Tasks to perform:
[1] In the forum thread about a purse collection below, decide whether each statement agrees with the text: (a) Jennybella says her picture is recent. (b) Chic 2k6 says one bag was stolen last month. (c) juli says she loves Louis Vs. Answer yes or no for each, and quote the words from the thread that decide it.
[2] List every distinct username that posts in the forum thread about a purse collection below.
[3] Write the next part of the forum thread about a purse collection below, starting right after its last line.

Reading passage:
--- --- ---

# purse addiction :X



## Jennybella (Dec 1, 2006)

this pic is old and a lot more is added to my collection but yeah.. Im a Canal St junkie :X


----------



## juli (Dec 1, 2006)

woah woman! look at all those bagssss!!! 
	

	
	
		
		

		
		
	


	




For a second I thought is that shi*et all real?!?!? teehehehe
Ugh...I love Louis Vs...

anyways I love it! Nice collection!


----------



## Chic 2k6 (Dec 1, 2006)

wicked! i have a bag addiction, ive got around 30 odd bag, well 29 since one got stolen with my mom's phone and cred cards in it last month.

I love getting unique bags that normal stores dont sell


----------



## Jennybella (Dec 1, 2006)

Quote:

   Originally Posted by *juli* 

 
_woah woman! look at all those bagssss!!!

--- --- ---

Dataset content:
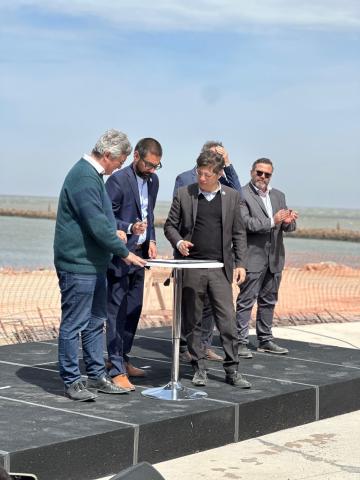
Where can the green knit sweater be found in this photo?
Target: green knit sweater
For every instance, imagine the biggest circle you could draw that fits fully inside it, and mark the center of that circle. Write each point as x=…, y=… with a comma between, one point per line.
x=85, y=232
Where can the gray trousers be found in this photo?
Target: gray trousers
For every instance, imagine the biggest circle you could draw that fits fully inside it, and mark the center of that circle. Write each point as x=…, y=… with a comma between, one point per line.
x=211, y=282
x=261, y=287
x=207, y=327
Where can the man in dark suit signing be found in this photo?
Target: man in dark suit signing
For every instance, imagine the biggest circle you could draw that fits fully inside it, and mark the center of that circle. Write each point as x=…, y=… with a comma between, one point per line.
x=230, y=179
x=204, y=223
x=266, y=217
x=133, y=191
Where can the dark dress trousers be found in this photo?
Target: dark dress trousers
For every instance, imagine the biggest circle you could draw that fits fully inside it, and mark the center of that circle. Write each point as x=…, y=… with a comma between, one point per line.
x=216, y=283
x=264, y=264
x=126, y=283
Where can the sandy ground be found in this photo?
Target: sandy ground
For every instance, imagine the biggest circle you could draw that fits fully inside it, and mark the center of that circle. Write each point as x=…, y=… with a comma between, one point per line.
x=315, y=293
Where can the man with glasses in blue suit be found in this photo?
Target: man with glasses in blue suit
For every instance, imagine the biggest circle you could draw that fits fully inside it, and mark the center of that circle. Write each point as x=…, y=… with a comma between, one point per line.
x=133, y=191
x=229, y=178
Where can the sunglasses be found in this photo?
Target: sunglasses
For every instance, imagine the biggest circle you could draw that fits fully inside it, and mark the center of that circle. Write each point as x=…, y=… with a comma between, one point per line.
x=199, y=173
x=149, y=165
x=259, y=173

--- --- ---

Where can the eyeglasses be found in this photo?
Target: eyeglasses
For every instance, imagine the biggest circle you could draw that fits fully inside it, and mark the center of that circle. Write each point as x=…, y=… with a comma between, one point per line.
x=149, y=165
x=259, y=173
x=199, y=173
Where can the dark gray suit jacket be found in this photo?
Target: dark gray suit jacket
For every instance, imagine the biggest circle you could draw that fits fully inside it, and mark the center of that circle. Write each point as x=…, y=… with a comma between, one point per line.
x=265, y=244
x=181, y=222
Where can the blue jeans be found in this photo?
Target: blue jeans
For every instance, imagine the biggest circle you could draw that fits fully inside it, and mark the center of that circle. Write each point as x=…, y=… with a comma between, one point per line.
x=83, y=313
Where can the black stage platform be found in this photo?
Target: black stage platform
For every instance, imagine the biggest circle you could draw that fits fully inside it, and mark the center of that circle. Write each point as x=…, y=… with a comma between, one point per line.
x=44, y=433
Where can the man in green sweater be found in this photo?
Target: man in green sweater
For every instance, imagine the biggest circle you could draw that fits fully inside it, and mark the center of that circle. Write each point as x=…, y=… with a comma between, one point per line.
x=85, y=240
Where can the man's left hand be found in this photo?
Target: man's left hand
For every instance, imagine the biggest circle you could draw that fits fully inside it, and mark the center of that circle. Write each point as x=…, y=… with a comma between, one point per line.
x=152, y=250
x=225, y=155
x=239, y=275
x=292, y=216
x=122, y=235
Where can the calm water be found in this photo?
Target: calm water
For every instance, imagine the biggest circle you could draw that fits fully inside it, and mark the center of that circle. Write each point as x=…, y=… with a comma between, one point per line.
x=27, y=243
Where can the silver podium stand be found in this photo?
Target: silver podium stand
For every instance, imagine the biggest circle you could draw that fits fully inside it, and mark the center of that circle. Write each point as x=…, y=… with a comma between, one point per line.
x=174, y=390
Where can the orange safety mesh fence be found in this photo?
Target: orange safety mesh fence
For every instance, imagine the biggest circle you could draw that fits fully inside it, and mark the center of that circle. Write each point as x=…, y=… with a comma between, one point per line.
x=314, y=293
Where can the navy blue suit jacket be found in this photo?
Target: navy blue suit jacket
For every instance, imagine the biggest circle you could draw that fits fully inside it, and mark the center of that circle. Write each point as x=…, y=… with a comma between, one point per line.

--- --- ---

Answers to the tasks:
[1]
(a) No: "this pic is old and a lot more is added to my collection"
(b) Yes: "one got stolen with my mom's phone and cred cards in it last month"
(c) Yes: "Ugh...I love Louis Vs..."

[2] Jennybella, juli, Chic 2k6

[3]
For a second I thought is that shi*et all real?!?!? teehehehe
Ugh...I love Louis Vs...

anyways I love it! Nice collection!_

 

LOL if my collection was real id drop dead from all the debt id be in lol but thanks <3


----------



## xsnowwhite (Dec 1, 2006)

Luckyyy! man i want that quilted chanel bag soo badly. I saw a really cute fake one in chinatown but my dad wouldnt stop hah


----------



## Bernadette (Dec 2, 2006)

Apparently you are also fond of the color pink


----------



## Jennybella (Dec 2, 2006)

Quote:

   Originally Posted by *Bernadette* 

 
_Apparently you are also fond of the color pink 
	

	
	
		
		

		
		
	


	


_

 
hahaa Im obsessed with pink stuff


----------



## Jennybella (Dec 2, 2006)

Quote:

   Originally Posted by *xsnowwhite* 

 
_Luckyyy! man i want that quilted chanel bag soo badly. I saw a really cute fake one in chinatown but my dad wouldnt stop hah_

 
thats where I get all my purses!! Ive got 3 real ones and those are all Coach purses from Macys


----------



## luvme4me (Dec 2, 2006)

may I ask how much you paid for the chanels ones?


----------



## Jennybella (Dec 2, 2006)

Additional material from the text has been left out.